**Aim of the task**
Your job is to copy all the entries precisely as they stand.

**Data shown**
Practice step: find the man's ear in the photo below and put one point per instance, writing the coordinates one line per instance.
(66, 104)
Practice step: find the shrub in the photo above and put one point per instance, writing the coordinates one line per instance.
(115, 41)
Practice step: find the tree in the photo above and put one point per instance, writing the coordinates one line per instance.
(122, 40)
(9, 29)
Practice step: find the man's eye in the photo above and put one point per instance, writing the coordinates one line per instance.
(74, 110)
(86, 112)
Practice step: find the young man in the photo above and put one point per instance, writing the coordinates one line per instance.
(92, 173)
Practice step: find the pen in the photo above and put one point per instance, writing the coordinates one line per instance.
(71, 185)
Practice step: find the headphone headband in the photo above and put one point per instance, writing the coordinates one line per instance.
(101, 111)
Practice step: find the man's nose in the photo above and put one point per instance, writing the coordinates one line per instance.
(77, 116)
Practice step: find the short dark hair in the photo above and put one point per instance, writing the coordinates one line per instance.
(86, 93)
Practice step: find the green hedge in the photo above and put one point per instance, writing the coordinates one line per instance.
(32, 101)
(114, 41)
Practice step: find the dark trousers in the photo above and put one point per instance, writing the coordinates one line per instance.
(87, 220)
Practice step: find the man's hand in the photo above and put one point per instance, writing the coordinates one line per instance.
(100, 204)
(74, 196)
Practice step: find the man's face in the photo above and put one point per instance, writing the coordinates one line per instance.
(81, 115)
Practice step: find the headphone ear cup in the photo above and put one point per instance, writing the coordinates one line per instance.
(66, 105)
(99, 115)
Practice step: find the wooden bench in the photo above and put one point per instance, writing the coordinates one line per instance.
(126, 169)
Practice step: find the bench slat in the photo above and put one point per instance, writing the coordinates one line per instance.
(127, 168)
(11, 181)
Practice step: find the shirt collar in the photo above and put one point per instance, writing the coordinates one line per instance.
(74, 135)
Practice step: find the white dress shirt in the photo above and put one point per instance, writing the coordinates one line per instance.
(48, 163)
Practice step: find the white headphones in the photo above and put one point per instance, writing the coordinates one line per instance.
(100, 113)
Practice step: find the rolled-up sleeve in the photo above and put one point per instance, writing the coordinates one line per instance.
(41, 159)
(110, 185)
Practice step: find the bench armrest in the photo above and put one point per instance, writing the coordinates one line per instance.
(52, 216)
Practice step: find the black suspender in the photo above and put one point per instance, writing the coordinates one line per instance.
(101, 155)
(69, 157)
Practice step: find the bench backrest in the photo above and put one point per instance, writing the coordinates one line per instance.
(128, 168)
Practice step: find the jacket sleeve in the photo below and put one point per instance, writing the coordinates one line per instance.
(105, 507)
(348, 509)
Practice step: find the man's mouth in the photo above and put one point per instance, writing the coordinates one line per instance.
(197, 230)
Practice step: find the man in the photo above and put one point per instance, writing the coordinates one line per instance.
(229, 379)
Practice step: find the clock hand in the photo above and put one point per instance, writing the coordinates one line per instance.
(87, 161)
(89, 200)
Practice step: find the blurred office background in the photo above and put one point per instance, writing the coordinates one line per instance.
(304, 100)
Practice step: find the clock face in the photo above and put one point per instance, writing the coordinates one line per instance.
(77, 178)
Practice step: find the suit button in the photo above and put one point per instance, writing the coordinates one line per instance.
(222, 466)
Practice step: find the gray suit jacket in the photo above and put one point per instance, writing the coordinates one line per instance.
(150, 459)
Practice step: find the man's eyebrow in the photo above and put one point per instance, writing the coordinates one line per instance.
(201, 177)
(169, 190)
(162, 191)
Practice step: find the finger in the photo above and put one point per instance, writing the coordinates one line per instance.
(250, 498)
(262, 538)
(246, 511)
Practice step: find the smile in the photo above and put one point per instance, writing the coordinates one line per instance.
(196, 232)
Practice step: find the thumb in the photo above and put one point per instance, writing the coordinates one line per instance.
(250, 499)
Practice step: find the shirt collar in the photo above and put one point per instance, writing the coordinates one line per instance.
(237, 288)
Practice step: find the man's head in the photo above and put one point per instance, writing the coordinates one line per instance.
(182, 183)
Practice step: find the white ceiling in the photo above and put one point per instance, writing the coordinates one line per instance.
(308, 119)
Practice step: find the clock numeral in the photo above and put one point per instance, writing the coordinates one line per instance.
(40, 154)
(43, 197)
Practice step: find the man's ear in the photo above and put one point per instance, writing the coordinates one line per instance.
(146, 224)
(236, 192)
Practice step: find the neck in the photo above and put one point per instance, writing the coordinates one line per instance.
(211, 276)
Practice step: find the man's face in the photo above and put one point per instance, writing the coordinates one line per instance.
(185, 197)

**Answer space**
Practice step: find the man's ear in the photo below and put one point per instance, writing the coordinates one line per instance.
(66, 104)
Practice step: find the shrub in the photo above and put one point per instance, writing the coordinates one line per instance.
(115, 41)
Practice step: find the tree in the photo above and put one point per instance, writing the coordinates one line per instance.
(122, 40)
(9, 29)
Practice step: find the man's eye in the photo above and put one point per instance, writing the coordinates one line per instance.
(74, 110)
(86, 112)
Practice step: find the young man in the photo above and put one point per instance, writing the coordinates one line per instance.
(92, 173)
Practice step: find the pen in the photo above and put one point per instance, writing the coordinates one line per instance.
(71, 185)
Practice step: find the headphone headband in the photo above and put one point per instance, writing the coordinates one line per instance.
(101, 111)
Practice step: find the man's nose in the photo above and put one point per instance, writing the coordinates one line per instance.
(77, 116)
Practice step: find the short dark hair in the photo above and put one point per instance, writing the coordinates one line per instance.
(86, 93)
Practice step: find the green hedge in the photo above and put one point per instance, writing the coordinates one line per instance.
(32, 101)
(114, 41)
Practice step: find the dark trousers in the photo above and put one point per instance, writing the coordinates one line per instance.
(87, 220)
Practice step: find the man's hand in the photo above and put one point per instance, writing the coordinates one line per instance.
(100, 204)
(74, 196)
Practice step: find the man's face in the photo above and put one point per instance, writing the coordinates one line per instance.
(81, 115)
Practice step: find the headphone ear cup in the photo above and put one point per instance, writing the coordinates one line per instance.
(66, 105)
(99, 115)
Practice step: find the wooden bench in the photo above and put one point per instance, writing the coordinates one line per instance.
(126, 169)
Practice step: find the bench slat in the photo above and put one point per instance, writing the coordinates one line per instance.
(127, 168)
(11, 181)
Practice step: find the shirt collar in the photo above and put one point per instance, writing the coordinates one line per instance.
(74, 135)
Practice step: find the white dress shirt in the photo above and put one point per instance, writing the coordinates one line per instance.
(48, 163)
Practice step: find the white headphones in the photo above and put one point per instance, writing the coordinates one line per instance.
(100, 113)
Practice step: find the rolled-up sleeve in the photo above and put one point per instance, writing the coordinates one line per instance.
(41, 159)
(110, 185)
Practice step: find the bench armrest in the photo above and put one point per instance, writing the coordinates one line per instance.
(52, 216)
Practice step: find the black suspender in the photo above and put one point per instance, writing the coordinates one line per instance.
(101, 155)
(69, 157)
Practice step: find the bench backrest in the photo above and put one point per instance, writing the coordinates one line per instance.
(128, 168)
Practice step: find the jacket sleeve in the photo below and put one point per instance, writing the coordinates one line per instance.
(105, 507)
(348, 509)
Practice step: find the man's mouth in the photo above and put one point per instance, writing the coordinates one line per instance.
(197, 230)
Practice step: find the man in the photo above and put one point per instance, writing the coordinates one line per instance.
(229, 379)
Practice step: find the clock hand in the photo above and put one point per instance, writing the coordinates one line per instance.
(87, 161)
(89, 200)
Practice step: find the blurred office background in the photo above and put one point per instance, writing the coordinates one line per instance.
(304, 100)
Practice step: find the clock face in the photo above and put one point per instance, writing the coordinates one line per instance.
(77, 178)
Practice step: find the suit button in the photo above and put one point per instance, writing the coordinates one line per instance.
(222, 466)
Practice step: find the gray suit jacket in the photo above and put one point per instance, writing the coordinates one line per instance.
(150, 459)
Practice step: find the man's eyebrow in the photo above and put one point per instance, writing the coordinates one line per instance.
(201, 177)
(169, 190)
(162, 191)
Practice step: find the finger in the photo above and put one point per instance, writing the coordinates one line per instance.
(250, 498)
(262, 538)
(246, 511)
Practice step: find the smile in the photo above and put one point per instance, writing the coordinates one line per instance.
(196, 232)
Practice step: find the thumb in the photo above and put one point per instance, writing the coordinates one line per instance.
(250, 499)
Practice step: find the shirt collar in the photo above and put one point per instance, writing the coordinates one line per instance.
(237, 288)
Practice step: find the man's head in the photo above and put one point per instance, writing the coordinates one line per instance.
(182, 183)
Practice step: find the white ceiling in the photo above and put one point per instance, writing the coordinates one line per instance.
(308, 119)
Practice step: find the clock numeral in the photo above and put one point per instance, writing the coordinates one line per instance.
(40, 154)
(43, 197)
Practice step: find the man's ear in the photo above and put one point per instance, writing the coordinates one line per instance.
(146, 224)
(236, 192)
Practice step: find the neck in the photo above and put one point per instance, writing the coordinates one line per instance.
(211, 276)
Practice step: find the man's face in the photo above and put one point per instance, writing the coordinates one line per instance.
(185, 197)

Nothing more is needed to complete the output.